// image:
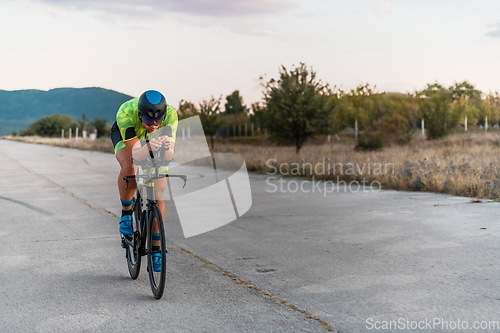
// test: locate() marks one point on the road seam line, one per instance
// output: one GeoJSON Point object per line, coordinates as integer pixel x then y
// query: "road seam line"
{"type": "Point", "coordinates": [243, 283]}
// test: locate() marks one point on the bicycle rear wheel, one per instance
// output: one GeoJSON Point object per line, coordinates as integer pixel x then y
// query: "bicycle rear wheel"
{"type": "Point", "coordinates": [133, 242]}
{"type": "Point", "coordinates": [156, 278]}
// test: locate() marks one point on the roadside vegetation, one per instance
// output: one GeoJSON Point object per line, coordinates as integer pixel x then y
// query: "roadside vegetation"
{"type": "Point", "coordinates": [440, 139]}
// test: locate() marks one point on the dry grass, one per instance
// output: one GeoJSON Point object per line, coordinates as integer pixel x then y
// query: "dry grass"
{"type": "Point", "coordinates": [461, 164]}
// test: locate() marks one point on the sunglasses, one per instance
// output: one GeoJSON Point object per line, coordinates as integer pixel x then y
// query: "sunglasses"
{"type": "Point", "coordinates": [151, 121]}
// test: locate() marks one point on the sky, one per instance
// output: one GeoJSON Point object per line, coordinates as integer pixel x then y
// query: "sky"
{"type": "Point", "coordinates": [195, 49]}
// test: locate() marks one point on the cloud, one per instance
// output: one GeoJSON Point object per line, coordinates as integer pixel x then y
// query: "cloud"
{"type": "Point", "coordinates": [211, 8]}
{"type": "Point", "coordinates": [495, 33]}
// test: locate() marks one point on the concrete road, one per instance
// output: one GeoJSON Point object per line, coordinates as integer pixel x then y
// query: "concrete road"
{"type": "Point", "coordinates": [347, 261]}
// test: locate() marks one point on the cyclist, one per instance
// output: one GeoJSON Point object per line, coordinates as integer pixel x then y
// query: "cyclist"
{"type": "Point", "coordinates": [138, 119]}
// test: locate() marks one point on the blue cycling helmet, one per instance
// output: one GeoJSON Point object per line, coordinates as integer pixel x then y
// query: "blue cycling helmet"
{"type": "Point", "coordinates": [152, 104]}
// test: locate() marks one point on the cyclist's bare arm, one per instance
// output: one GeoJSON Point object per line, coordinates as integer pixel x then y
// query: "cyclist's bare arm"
{"type": "Point", "coordinates": [140, 153]}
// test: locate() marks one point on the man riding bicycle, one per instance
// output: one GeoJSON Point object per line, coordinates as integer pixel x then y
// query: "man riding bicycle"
{"type": "Point", "coordinates": [138, 119]}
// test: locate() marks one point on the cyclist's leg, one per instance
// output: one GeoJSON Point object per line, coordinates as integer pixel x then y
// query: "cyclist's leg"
{"type": "Point", "coordinates": [160, 187]}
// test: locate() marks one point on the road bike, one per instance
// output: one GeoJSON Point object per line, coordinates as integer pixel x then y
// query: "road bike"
{"type": "Point", "coordinates": [147, 222]}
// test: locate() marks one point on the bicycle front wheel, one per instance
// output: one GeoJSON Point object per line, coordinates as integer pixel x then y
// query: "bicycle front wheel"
{"type": "Point", "coordinates": [133, 242]}
{"type": "Point", "coordinates": [157, 253]}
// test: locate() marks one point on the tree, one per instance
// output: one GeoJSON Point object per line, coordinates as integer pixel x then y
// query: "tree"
{"type": "Point", "coordinates": [297, 104]}
{"type": "Point", "coordinates": [186, 109]}
{"type": "Point", "coordinates": [234, 104]}
{"type": "Point", "coordinates": [210, 117]}
{"type": "Point", "coordinates": [50, 125]}
{"type": "Point", "coordinates": [435, 107]}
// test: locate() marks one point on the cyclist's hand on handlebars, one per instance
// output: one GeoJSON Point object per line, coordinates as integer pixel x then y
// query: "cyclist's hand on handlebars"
{"type": "Point", "coordinates": [166, 142]}
{"type": "Point", "coordinates": [156, 144]}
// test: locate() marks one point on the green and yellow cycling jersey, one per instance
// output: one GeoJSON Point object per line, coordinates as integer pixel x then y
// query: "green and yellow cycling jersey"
{"type": "Point", "coordinates": [130, 126]}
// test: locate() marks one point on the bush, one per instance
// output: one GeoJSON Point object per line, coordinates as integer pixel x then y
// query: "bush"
{"type": "Point", "coordinates": [370, 141]}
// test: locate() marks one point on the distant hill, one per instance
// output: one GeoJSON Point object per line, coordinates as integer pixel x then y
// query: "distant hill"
{"type": "Point", "coordinates": [19, 108]}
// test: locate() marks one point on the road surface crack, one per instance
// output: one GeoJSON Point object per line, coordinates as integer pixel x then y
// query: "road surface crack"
{"type": "Point", "coordinates": [245, 284]}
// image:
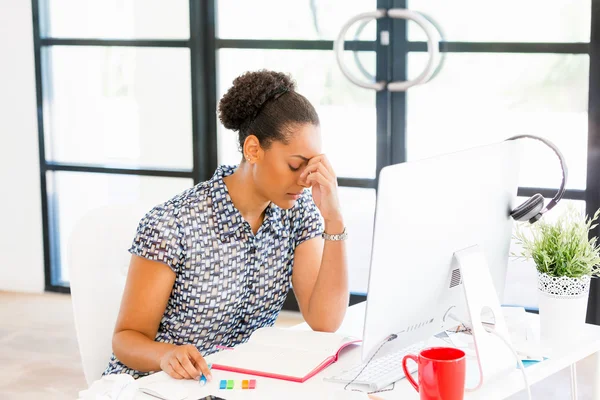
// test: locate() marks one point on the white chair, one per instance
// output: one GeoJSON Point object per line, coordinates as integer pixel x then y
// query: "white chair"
{"type": "Point", "coordinates": [98, 264]}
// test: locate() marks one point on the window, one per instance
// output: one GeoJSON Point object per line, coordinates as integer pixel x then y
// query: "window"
{"type": "Point", "coordinates": [119, 85]}
{"type": "Point", "coordinates": [110, 91]}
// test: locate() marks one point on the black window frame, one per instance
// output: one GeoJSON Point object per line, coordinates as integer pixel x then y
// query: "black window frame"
{"type": "Point", "coordinates": [391, 107]}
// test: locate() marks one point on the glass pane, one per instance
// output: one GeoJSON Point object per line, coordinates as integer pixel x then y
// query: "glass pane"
{"type": "Point", "coordinates": [506, 21]}
{"type": "Point", "coordinates": [358, 206]}
{"type": "Point", "coordinates": [482, 98]}
{"type": "Point", "coordinates": [298, 19]}
{"type": "Point", "coordinates": [347, 112]}
{"type": "Point", "coordinates": [120, 106]}
{"type": "Point", "coordinates": [521, 275]}
{"type": "Point", "coordinates": [75, 194]}
{"type": "Point", "coordinates": [119, 19]}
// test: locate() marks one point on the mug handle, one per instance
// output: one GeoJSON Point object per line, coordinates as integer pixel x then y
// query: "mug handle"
{"type": "Point", "coordinates": [406, 373]}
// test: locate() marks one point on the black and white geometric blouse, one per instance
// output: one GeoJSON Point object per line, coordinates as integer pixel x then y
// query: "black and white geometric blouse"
{"type": "Point", "coordinates": [229, 282]}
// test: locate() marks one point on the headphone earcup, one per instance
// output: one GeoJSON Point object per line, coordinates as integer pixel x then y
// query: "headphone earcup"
{"type": "Point", "coordinates": [529, 209]}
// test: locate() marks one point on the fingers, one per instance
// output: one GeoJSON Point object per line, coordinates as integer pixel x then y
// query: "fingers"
{"type": "Point", "coordinates": [184, 361]}
{"type": "Point", "coordinates": [200, 363]}
{"type": "Point", "coordinates": [170, 370]}
{"type": "Point", "coordinates": [322, 158]}
{"type": "Point", "coordinates": [317, 168]}
{"type": "Point", "coordinates": [317, 177]}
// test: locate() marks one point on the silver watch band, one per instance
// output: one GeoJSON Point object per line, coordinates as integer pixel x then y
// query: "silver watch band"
{"type": "Point", "coordinates": [336, 237]}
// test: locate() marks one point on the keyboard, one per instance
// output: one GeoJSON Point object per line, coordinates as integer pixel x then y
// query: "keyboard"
{"type": "Point", "coordinates": [381, 371]}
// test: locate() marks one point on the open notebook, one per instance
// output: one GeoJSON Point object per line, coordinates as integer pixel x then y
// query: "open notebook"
★ ★ ★ ★
Copy out each line of the data that holds the string "open".

Your response:
// test: locate() marks one point on the open notebook, one per instance
// query: "open notebook"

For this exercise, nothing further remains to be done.